> _Directions_
The reply should return the data in full, exactly as written.

[Excerpts from a dataset]
______

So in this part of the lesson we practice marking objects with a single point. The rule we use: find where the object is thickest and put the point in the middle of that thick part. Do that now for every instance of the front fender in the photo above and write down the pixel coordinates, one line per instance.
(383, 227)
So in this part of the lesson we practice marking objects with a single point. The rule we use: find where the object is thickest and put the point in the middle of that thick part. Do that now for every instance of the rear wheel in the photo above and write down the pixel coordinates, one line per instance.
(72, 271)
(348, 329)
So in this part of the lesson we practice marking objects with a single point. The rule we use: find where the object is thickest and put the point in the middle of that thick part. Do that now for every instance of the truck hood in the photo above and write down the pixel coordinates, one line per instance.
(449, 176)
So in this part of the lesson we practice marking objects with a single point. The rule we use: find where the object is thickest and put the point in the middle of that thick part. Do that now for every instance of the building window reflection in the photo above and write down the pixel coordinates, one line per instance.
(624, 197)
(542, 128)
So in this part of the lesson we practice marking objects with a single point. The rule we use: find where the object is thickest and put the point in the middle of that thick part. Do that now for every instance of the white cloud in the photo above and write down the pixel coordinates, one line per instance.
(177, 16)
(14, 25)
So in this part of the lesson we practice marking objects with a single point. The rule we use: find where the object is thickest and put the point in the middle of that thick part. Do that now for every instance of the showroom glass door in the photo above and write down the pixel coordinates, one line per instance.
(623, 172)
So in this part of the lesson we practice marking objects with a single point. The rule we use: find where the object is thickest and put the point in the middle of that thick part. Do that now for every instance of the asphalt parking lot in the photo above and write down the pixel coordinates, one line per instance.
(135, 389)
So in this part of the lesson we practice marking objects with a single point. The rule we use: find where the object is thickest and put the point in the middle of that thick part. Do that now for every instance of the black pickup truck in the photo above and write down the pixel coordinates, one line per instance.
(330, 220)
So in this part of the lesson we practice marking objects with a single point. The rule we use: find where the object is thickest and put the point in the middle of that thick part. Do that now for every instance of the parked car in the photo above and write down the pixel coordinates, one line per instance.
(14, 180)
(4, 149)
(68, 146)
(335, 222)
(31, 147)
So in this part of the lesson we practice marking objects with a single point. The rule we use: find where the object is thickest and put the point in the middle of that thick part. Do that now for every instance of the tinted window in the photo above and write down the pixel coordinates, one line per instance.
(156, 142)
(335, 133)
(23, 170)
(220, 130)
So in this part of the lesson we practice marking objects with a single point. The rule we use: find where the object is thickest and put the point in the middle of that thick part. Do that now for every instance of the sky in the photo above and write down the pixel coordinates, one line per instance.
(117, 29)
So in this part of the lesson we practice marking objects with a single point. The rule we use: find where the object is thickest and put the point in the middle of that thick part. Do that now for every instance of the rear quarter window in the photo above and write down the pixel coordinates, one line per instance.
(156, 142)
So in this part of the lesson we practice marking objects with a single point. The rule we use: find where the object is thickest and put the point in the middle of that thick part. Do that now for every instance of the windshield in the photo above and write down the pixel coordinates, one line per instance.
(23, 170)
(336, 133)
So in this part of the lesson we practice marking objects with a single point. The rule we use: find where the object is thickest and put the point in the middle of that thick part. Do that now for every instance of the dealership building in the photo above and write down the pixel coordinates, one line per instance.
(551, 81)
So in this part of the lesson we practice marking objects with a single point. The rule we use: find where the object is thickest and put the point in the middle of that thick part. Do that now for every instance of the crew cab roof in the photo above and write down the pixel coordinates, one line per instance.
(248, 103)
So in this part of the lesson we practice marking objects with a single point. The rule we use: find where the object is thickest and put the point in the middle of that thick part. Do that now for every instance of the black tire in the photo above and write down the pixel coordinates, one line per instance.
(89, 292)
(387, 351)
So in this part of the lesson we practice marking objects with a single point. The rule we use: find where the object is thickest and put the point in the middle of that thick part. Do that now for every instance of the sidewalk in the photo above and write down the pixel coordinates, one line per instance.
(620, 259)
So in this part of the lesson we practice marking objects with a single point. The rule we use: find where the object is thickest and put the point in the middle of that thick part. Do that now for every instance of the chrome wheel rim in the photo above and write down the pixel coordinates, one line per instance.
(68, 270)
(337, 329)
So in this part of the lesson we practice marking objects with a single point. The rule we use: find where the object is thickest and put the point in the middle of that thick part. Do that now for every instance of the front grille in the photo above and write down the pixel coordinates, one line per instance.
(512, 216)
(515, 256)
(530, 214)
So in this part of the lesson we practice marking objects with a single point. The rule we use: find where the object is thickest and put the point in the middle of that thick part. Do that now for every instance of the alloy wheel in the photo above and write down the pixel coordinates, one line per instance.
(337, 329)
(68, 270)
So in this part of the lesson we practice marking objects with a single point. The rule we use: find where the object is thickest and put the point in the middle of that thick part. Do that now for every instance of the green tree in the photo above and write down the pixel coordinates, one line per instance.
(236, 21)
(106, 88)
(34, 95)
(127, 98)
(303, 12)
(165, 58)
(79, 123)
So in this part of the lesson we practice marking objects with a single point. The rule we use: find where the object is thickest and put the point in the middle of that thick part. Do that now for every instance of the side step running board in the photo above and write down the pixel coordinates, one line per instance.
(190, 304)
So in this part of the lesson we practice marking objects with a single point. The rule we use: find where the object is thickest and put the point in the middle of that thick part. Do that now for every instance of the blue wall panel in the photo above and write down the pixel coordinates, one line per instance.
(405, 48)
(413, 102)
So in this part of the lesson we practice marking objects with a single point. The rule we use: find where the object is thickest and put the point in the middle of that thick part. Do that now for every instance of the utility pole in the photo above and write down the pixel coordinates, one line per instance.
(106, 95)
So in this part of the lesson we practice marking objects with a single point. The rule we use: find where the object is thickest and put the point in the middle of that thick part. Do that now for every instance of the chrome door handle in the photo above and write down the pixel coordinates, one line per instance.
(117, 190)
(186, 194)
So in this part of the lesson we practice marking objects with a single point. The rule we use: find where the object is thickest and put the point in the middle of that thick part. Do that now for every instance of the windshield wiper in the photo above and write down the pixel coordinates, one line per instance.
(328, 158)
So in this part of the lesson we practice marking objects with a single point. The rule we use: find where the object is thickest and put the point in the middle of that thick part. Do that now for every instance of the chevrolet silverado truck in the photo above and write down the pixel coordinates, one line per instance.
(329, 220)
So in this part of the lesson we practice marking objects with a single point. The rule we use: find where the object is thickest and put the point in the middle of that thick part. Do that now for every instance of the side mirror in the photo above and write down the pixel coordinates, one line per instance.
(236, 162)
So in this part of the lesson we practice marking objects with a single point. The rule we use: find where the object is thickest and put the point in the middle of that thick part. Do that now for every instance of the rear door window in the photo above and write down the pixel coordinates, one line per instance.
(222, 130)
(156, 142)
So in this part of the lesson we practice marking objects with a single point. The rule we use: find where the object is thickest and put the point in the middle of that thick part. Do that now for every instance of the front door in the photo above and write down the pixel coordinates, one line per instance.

______

> _Completed exercise_
So in this part of the lesson we practice marking objects with a single point. The rule we use: find where the object is thickest and put the point in the middle of that thick part. Do that now for every instance of the front fender in the photo above and write down the pixel coordinates, one line per instance.
(383, 227)
So in this part of the lesson we practice marking objects with a single point. The rule we use: find where the object is thickest and put the point in the middle of that thick part. Do that now for every instance of the rear wheel in the photo above and write down the pixel coordinates, one line per instance.
(72, 271)
(348, 329)
So in this part of the lesson we practice marking objects with a single point. The rule we use: find where the object is thickest and put the point in the middle of that thick part. Do that now for every instance of the truck hood in the photo above and write down the pixel coordinates, one line per instance.
(449, 176)
So in this part of the lesson we practice marking objects with a single point. The rule we use: find where the object is thickest and put the point in the middle of that thick part. Do that now for every instance of the building window reflection in the photo above and write down the pixel coordinates, one line per instance.
(624, 197)
(542, 128)
So in this part of the lesson we practice marking objects with a single point. The rule we use: find where the object is thickest and put the point in the middle of that thick part. Do that now for every instance of the white cloud in the photo above and write down the pixel coordinates, one line per instance.
(177, 16)
(14, 25)
So in this part of the lesson we practice marking objects with a single point. The rule we use: find where the object is thickest and put the point in the middle of that thick part. Do that now for every instance of the showroom glass door in the photo above and write down the pixel coordinates, one line per instance.
(623, 172)
So in this part of the lesson we practice marking objects with a single point. The rule we use: find where the object is thickest and put the point in the middle of that thick part. Do that now for every instance of the asphalt parking lot in the photo above and write down the pixel coordinates, one line per instance.
(135, 389)
So in this part of the lesson we practice marking objects with a single point. The rule we use: find where the object is thickest and put the point in the middle of that thick part. Do that now for every instance of the black pickup truck in the photo above and write down the pixel coordinates, one line per instance.
(330, 220)
So in this part of the lesson we practice marking objects with a single point. The rule we use: find where the object is thickest and put the point in the middle of that thick part. Do that now for every instance of the parked car in the photo above and write down the pixel coordinates, one line per instance.
(14, 180)
(4, 149)
(68, 146)
(335, 222)
(31, 147)
So in this part of the lesson we practice marking objects with a single point. The rule we use: find where the object is thickest and put the point in the middle of that thick part. Do that now for every instance of the tinted window in the photo above and write down the pixel coordinates, one line per instance.
(156, 142)
(335, 133)
(23, 170)
(220, 130)
So in this part of the lesson we practice marking objects with a single point. The rule we use: find where the object is thickest and put the point in the middle of that thick part. Do that now for every instance of the sky in the photo above and write down the pixel coordinates, one line per instance.
(117, 29)
So in this part of the lesson we practice marking objects with a single point. The rule we use: find where the object is thickest and put the point in the middle of that thick part. Do that now for every instance of the rear quarter window in the photo above and write down the pixel coordinates, one line per instance.
(156, 142)
So in this part of the lesson we practice marking objects with a single point. The rule we use: find where the object is thickest and put the point in the middle of that thick part. Do that now for every instance of the windshield in the photo above and write down the pixel coordinates, one line per instance.
(23, 170)
(336, 133)
So in this part of the lesson we practice marking objects with a single point. The rule we use: find where the object is thickest and put the point in the middle of that thick part. Do that now for every instance of the dealership building in the photo above and write down the pixel coordinates, one line per instance.
(551, 81)
So in this part of the lesson we practice marking objects with a single point. The rule we use: find where the object is thickest and put the point in the middle of that thick part. Do that now for every instance of the crew cab roof in the photo above and write down the pixel coordinates, one line per instance.
(248, 103)
So in this part of the lesson we practice marking objects with a single point. The rule we use: find where the object is thickest and put the point in the middle of that thick part. Do that now for every instance of the black tire in the photo above and write down the pixel coordinates, one line per instance.
(89, 292)
(387, 351)
So in this part of the lesson we practice marking objects with a single point. The rule we use: find where the object is thickest and put the point in the middle of that thick part. Do that now for every instance of the sidewalk in the photo above and write down the pixel coordinates, one line per instance.
(620, 259)
So in this part of the lesson we practice marking objects with a single point. The rule we use: find where the object is thickest and put the point in the middle of that thick part. Do that now for every instance of the chrome wheel rim in the photo above and write down the pixel coordinates, one line per instance.
(68, 270)
(337, 329)
So in this part of the lesson we practice marking objects with a single point. The rule we use: find where the object is thickest and put the point in the middle of that thick part. Do that now for every instance of the front grille in the photo above and write down the pixel coordinates, one line per instance.
(512, 216)
(515, 256)
(530, 214)
So in this part of the lesson we practice marking objects with a single point. The rule we use: find where the object is thickest and put the point in the middle of that thick part. Do that now for every instance of the alloy wheel in the photo above and write down the pixel coordinates, one line per instance.
(337, 329)
(68, 270)
So in this part of the lesson we practice marking objects with a single point. The rule we use: find where the object is thickest and put the point in the middle of that thick part. Do that now for every instance of the green tree in the photo above and write down the pixel coordinates, one line per instance.
(236, 21)
(106, 88)
(34, 95)
(127, 98)
(303, 12)
(165, 58)
(79, 123)
So in this part of the lesson we practice marking objects with a single point. The rule we use: find where the object is thickest and put the point in the middle of that thick part. Do that now for every instance of the side step running board in the photo above and write down the pixel coordinates, one line per instance.
(190, 304)
So in this part of the lesson we practice marking objects with a single point. The rule we use: find where the object is thickest and put the point in the middle of that thick part. Do that now for every instance of the blue wall panel in the photo above and write down the pixel coordinates, one line per instance.
(405, 48)
(413, 102)
So in this part of the lesson we practice marking objects with a single point. The rule we use: find where the object is thickest and put the point in the middle of that thick part. Do that now for every instance of the utility pole in the photo above and write down the pixel coordinates, one line per instance.
(106, 95)
So in this part of the lesson we practice marking objects with a single point. The rule we use: find where the object is thickest and put the point in the middle of that thick part. Do that now for every instance of the chrome door handle in the photo above and write down the pixel coordinates, one line per instance.
(117, 190)
(186, 194)
So in this part of the lesson we practice marking objects with a single point. The rule we use: find where the object is thickest and put the point in the middle of that thick part. Do that now for every instance of the windshield wiper in the photo above and write down the pixel coordinates, one line per instance.
(328, 158)
So in this part of the lesson we practice marking objects with a single point. The rule we use: find where the object is thickest and put the point in the middle of that thick part. Do that now for every instance of the chevrolet silverado truck in the photo above and write down the pixel coordinates, one line per instance.
(329, 220)
So in this part of the lesson we practice marking objects with a single point. The rule we use: find where the object is thickest and put the point in the middle of that thick part. Do that now for every instance of the side mirror in the photo above and write down the pixel coordinates, one line per instance.
(236, 162)
So in this part of the lesson we practice marking objects with a single point. The rule we use: find where the object is thickest and put the point in the middle of that thick part. Do that now for every instance of the rear door window in the photo above and write down the pixel coordinates, one line per instance.
(222, 130)
(156, 142)
So in this part of the lesson we practice marking objects with a single point. The rule we use: find where the object is thickest and put the point in the middle of that thick part. Do that now for every instance of the front door in the photo above and write down the pixel coordinates, one line per instance.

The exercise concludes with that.